● SOURCE TEXT:
┌──

Jacqueline D. Griffiths, M.D., P.C.
12110 Sunset Hills Road Suite 50 LL
Reston, Virginia 20190
703-834-9777 Fax 703-834-8187 Toll Free 800-294-1001



Stevens-Johnson Syndrome


Stevens-Johnson Syndrome (SJS), also called erythema multiforme major, is a disorder of the skin that can also affect the eyes.

Symptoms

SJS is characterized by painful, blistery lesions on the skin and the mucous membranes (the thin, moist tissues that line body cavities) of the mouth, throat, genital region, and eyelids. SJS can cause serious eye problems, such as severe conjunctivitis; iritis, an inflammation inside the eye; corneal blisters and erosions; and corneal holes. In some cases, the ocular complications from SJS can be disabling and lead to severe vision loss.

Scientists are not certain why SJS develops. The most commonly cited cause of SJS is an adverse allergic drug reaction. Almost any drug - but most particularly sulfa drugs - can cause SJS. The allergic reaction to the drug may not occur until 7-14 days after first using it. SJS can also be preceded by a viral infection, such as herpes or the mumps, and its accompanying fever, sore throat, and sluggishness.


Treatment

Treatment for the eye may include artificial tears, antibiotics, or corticosteroids. About one-third of all patients diagnosed with SJS have recurrences of the disease.

SJS occurs twice as often in men as women, and most cases appear in children and young adults under 30, although it can develop in people at any age.

└──

● TASK TO CARRY OUT:
According to the Stevens-Johnson Syndrome text, how can this skin disorder lead to loss of vision? Answer in one to three sentences. The records have nothing to do with the text above.

● SUPPLIED ENTRIES:
┌──

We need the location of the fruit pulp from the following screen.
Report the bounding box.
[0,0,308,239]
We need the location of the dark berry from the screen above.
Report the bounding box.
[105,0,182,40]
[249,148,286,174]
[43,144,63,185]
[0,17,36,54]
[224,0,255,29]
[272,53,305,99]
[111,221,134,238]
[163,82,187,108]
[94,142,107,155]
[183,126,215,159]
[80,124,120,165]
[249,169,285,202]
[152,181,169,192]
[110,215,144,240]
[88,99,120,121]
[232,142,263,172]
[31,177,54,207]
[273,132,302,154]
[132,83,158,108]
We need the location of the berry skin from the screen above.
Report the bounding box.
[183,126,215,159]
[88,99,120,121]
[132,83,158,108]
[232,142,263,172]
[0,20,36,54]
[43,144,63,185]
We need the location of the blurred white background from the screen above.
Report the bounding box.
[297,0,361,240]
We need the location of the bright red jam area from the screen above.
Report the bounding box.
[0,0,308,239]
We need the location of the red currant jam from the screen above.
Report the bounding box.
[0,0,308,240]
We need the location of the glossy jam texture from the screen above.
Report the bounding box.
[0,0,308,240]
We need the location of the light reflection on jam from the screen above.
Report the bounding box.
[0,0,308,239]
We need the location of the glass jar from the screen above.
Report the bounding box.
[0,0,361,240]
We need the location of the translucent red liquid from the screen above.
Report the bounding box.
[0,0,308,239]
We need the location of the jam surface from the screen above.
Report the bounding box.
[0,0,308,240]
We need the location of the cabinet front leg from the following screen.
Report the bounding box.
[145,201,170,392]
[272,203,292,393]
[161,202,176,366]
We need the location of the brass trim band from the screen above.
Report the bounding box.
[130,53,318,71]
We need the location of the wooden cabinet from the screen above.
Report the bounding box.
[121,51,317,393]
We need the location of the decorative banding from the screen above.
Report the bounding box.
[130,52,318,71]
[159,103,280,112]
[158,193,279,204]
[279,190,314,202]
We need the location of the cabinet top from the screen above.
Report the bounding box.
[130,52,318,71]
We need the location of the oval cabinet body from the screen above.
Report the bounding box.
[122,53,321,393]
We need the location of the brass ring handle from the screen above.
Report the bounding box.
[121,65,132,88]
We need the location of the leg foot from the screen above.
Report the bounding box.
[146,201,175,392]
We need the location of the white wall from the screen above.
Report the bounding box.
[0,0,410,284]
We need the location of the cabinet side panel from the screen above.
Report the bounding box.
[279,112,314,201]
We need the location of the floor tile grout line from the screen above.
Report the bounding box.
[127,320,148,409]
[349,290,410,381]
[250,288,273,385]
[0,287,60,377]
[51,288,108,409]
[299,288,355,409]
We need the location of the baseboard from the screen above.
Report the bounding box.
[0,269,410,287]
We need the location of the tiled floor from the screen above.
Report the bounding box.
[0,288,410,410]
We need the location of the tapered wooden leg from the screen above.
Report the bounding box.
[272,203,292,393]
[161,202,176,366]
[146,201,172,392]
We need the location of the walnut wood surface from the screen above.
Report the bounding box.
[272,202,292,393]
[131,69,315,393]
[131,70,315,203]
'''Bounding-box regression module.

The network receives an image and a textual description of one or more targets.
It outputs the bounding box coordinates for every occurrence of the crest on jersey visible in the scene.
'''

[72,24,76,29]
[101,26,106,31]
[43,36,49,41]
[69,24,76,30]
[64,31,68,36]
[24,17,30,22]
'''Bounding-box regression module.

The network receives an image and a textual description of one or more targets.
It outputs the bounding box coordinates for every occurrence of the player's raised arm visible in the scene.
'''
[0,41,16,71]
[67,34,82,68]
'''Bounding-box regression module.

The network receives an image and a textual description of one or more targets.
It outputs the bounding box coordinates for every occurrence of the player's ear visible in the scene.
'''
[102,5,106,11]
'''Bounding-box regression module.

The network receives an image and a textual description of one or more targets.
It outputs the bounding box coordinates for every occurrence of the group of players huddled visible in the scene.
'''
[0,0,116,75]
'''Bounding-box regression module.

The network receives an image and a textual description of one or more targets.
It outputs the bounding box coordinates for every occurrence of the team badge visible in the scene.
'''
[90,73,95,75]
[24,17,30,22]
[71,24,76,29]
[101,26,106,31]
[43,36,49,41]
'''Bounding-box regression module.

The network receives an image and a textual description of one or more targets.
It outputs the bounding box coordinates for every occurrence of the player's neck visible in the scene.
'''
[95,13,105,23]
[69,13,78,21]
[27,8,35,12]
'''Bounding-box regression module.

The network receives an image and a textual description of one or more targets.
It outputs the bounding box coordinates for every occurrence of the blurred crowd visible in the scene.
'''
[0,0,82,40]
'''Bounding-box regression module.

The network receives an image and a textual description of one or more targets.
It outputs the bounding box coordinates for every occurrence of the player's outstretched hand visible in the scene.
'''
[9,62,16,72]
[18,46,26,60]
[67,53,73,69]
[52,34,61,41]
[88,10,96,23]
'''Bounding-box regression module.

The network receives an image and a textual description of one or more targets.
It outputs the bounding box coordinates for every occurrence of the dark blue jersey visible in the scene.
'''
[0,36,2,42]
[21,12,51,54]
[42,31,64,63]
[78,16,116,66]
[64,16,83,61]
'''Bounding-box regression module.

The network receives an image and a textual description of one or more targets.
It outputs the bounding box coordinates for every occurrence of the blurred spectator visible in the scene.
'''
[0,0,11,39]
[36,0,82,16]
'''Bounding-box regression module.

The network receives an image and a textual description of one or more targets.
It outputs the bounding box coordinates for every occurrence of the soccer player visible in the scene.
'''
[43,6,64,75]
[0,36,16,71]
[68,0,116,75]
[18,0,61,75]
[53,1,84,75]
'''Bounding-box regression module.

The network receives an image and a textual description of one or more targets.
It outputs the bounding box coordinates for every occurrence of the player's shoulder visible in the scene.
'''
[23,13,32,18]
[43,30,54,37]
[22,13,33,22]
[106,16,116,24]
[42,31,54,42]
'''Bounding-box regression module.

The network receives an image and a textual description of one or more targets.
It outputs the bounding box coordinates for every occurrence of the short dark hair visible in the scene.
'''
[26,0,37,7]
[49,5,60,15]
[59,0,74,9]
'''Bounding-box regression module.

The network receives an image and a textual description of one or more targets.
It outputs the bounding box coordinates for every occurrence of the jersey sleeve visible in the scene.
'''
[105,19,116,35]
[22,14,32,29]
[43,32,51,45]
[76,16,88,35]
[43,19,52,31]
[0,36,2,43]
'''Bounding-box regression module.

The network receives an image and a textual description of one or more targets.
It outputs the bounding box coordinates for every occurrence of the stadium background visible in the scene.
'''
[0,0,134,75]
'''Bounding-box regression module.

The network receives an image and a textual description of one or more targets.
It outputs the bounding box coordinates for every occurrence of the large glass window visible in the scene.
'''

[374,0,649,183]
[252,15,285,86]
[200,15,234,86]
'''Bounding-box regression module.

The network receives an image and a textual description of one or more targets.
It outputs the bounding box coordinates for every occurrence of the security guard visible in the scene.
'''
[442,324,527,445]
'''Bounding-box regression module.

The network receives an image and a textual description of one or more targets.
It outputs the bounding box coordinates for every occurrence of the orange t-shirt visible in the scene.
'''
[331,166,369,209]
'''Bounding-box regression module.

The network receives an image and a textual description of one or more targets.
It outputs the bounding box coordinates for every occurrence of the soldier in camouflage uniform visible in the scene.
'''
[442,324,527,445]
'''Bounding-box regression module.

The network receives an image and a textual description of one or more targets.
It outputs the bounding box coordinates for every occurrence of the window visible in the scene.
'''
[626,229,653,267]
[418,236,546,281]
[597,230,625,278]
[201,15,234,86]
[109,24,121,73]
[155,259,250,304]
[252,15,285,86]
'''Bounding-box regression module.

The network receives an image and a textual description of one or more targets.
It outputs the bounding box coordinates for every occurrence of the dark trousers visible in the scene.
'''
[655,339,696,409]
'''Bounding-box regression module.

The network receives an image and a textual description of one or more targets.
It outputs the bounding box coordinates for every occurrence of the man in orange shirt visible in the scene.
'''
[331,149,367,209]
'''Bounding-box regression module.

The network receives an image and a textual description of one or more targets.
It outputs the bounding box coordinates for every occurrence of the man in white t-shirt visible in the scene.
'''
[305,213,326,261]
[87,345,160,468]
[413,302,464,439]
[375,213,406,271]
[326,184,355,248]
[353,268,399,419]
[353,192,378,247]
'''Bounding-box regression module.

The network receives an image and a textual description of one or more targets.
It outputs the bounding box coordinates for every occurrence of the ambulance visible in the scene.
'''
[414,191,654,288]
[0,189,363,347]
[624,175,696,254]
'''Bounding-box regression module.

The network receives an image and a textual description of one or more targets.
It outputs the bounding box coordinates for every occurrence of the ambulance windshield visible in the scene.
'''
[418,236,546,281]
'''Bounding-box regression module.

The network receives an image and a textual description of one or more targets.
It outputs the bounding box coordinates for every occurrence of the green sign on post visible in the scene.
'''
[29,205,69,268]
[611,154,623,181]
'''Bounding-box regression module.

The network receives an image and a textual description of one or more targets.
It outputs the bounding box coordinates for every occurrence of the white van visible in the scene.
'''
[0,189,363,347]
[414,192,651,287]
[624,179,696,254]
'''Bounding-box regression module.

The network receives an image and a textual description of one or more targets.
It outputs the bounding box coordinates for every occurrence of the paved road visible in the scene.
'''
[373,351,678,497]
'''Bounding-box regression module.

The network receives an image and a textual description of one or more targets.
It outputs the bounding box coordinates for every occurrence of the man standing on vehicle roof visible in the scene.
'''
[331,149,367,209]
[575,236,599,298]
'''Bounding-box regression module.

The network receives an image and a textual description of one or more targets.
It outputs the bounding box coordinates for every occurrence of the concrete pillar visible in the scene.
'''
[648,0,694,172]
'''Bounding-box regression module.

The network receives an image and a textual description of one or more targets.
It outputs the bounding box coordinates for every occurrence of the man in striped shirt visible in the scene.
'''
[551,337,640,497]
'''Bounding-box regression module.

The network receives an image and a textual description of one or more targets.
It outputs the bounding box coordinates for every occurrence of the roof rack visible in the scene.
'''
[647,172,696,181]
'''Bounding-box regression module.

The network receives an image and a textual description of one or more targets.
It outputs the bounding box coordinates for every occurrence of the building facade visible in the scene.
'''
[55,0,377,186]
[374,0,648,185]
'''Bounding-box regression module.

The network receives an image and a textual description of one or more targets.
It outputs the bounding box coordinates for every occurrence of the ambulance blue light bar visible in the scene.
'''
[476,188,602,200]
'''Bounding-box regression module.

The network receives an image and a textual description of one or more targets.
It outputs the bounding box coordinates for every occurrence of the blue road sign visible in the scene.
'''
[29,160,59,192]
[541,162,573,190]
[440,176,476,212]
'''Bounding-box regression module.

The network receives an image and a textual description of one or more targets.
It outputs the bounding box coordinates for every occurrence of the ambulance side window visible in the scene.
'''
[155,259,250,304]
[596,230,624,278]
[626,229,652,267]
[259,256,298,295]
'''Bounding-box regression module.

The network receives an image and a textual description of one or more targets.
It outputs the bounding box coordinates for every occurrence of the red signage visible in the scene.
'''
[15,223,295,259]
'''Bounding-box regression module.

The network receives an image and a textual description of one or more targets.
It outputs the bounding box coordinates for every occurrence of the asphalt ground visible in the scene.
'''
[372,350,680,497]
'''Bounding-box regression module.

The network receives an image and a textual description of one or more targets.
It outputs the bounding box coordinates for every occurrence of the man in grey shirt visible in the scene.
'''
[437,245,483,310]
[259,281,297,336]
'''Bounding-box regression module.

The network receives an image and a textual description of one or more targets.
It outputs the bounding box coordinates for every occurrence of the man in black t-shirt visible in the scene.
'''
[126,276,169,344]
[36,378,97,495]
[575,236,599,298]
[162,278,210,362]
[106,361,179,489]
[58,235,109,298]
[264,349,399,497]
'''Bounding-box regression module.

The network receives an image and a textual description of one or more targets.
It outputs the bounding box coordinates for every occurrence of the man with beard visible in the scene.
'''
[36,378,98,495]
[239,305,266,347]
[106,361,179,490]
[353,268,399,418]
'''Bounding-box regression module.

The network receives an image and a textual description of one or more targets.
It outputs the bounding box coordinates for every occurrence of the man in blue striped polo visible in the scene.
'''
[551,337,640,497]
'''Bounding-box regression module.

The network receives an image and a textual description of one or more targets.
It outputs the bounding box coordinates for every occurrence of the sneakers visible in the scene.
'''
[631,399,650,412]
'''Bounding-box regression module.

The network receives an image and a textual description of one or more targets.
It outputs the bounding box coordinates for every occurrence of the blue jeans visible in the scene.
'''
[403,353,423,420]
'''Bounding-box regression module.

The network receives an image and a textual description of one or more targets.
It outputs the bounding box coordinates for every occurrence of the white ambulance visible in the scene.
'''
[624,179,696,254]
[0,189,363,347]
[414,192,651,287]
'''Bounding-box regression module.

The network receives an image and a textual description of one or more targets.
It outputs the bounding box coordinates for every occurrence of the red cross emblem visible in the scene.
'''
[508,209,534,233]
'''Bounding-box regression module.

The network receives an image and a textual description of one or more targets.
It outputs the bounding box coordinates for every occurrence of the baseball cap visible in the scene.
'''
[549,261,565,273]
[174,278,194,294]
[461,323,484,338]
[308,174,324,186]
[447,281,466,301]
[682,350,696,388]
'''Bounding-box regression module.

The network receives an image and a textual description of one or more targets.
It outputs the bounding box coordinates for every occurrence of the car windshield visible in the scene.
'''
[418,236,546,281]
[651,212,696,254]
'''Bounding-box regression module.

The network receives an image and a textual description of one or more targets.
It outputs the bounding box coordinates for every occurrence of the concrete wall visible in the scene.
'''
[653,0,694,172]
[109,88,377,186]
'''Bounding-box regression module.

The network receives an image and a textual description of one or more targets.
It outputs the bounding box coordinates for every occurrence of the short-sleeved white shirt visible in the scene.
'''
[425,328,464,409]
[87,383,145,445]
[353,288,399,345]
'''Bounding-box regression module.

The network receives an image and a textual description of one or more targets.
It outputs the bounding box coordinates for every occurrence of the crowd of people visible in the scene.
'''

└──

● ANSWER BOX:
SJS can cause serious eye problems, including severe conjunctivitis, iritis (an inflammation inside the eye), corneal blisters and erosions, and corneal holes. In some cases these ocular complications can be disabling and lead to severe vision loss.